*Exercise task*. Return the lines below verbatim, but leave out the pictures.

==== Extracted entries

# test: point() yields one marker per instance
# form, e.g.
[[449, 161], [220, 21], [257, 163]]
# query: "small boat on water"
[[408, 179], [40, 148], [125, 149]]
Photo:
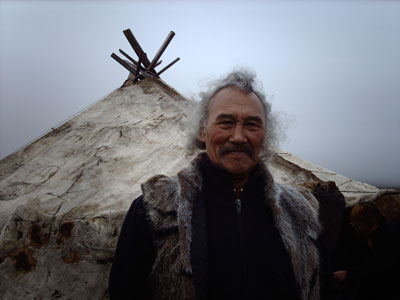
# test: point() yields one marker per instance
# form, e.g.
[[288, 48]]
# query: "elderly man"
[[221, 228]]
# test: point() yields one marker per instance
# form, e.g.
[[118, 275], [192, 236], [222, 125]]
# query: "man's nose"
[[238, 135]]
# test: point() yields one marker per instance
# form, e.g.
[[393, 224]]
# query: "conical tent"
[[64, 196]]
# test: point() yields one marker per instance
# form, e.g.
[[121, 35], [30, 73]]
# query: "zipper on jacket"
[[238, 202], [238, 206]]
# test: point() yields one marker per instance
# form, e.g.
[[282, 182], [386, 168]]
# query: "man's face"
[[235, 130]]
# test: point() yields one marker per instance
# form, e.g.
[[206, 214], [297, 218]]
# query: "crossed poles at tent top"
[[143, 67]]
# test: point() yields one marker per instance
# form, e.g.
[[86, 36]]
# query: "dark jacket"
[[188, 239]]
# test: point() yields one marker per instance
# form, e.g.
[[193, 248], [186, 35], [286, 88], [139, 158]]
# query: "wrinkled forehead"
[[233, 99]]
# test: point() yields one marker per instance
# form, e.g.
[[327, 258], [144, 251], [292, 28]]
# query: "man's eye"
[[226, 123], [252, 125]]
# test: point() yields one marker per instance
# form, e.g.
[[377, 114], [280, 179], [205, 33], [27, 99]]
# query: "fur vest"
[[170, 203]]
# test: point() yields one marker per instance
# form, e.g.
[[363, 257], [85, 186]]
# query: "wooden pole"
[[168, 66], [124, 63], [136, 46], [160, 51]]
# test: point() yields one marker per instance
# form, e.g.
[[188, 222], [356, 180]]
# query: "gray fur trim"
[[170, 202]]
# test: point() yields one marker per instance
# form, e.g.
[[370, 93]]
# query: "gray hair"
[[245, 81]]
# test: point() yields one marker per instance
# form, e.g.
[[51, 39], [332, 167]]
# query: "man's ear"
[[202, 135]]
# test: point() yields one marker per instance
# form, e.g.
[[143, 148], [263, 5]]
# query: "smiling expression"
[[235, 131]]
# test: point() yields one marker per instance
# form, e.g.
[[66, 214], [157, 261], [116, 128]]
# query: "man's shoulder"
[[298, 202]]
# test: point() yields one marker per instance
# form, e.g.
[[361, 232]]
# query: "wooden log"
[[168, 66], [136, 46], [128, 57], [124, 63], [136, 79], [160, 51]]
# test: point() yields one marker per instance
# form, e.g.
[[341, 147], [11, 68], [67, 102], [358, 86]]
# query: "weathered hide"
[[64, 196]]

========

*Expected answer*.
# test: point() yields one marker per instance
# form, e.g.
[[449, 161], [220, 21], [257, 163]]
# query: "small boat on water"
[[408, 179], [40, 148], [125, 149]]
Photo:
# test: point() yields one marker per instance
# form, e.g.
[[288, 48]]
# query: "elderly man"
[[221, 228]]
# test: point() yields one marker per instance
# form, e.g.
[[118, 275], [192, 236], [222, 125]]
# query: "man's nose"
[[238, 135]]
# test: point() yields one marker per instance
# form, e.g.
[[393, 224]]
# query: "conical tent"
[[64, 196]]
# test: point() yields one marker per instance
# form, e.g.
[[121, 35], [30, 73]]
# query: "zipper on jacket"
[[238, 202], [238, 206]]
# test: point() yields one marker per instance
# form, e.g.
[[282, 182], [386, 168]]
# query: "man's face"
[[235, 130]]
# test: point() yields one marker per instance
# form, e.g.
[[206, 214], [297, 218]]
# query: "crossed poles at tent top"
[[143, 67]]
# test: point() yields one marker per instance
# form, e.g.
[[86, 36]]
# query: "dark jacket"
[[188, 239]]
# test: point() yields one marker per instance
# form, e.g.
[[193, 248], [186, 35], [286, 88], [139, 158]]
# query: "wrinkled forehead"
[[233, 99]]
# test: point() yields one marker per instance
# form, e.g.
[[327, 258], [144, 251], [292, 28]]
# query: "man's eye"
[[226, 123], [252, 125]]
# test: point() yields one marker per instance
# form, e.g.
[[377, 114], [280, 179], [205, 33], [27, 99]]
# query: "fur vest"
[[170, 203]]
# test: point() yields one marker per instance
# form, e.g.
[[363, 257], [85, 186]]
# query: "wooden pole"
[[168, 66], [124, 63], [136, 46], [160, 51]]
# test: point() yields one marker per instance
# form, e.g.
[[188, 222], [356, 180]]
# query: "gray fur trim"
[[170, 202]]
# test: point() yields one marker per instance
# form, e.g.
[[370, 93]]
# query: "gray hair"
[[245, 81]]
# test: point() yields one marker per instance
# form, e.g.
[[51, 39], [332, 167]]
# query: "man's ear"
[[202, 135]]
# test: point() yields one marker per instance
# form, e.g.
[[143, 148], [263, 5]]
# query: "smiling expression"
[[235, 131]]
# test: point() yields one marker per instance
# form, e.g.
[[66, 214], [157, 261], [116, 128]]
# query: "man's shoulder"
[[298, 202]]
# test: point() yields one marker per instance
# form, e.g.
[[361, 232]]
# query: "wooden log"
[[168, 66], [136, 46], [128, 57], [124, 63], [136, 79], [160, 51]]
# test: point() yields one marker per instance
# form, e.g.
[[341, 147], [11, 68], [67, 102], [358, 86]]
# query: "weathered hide"
[[64, 196]]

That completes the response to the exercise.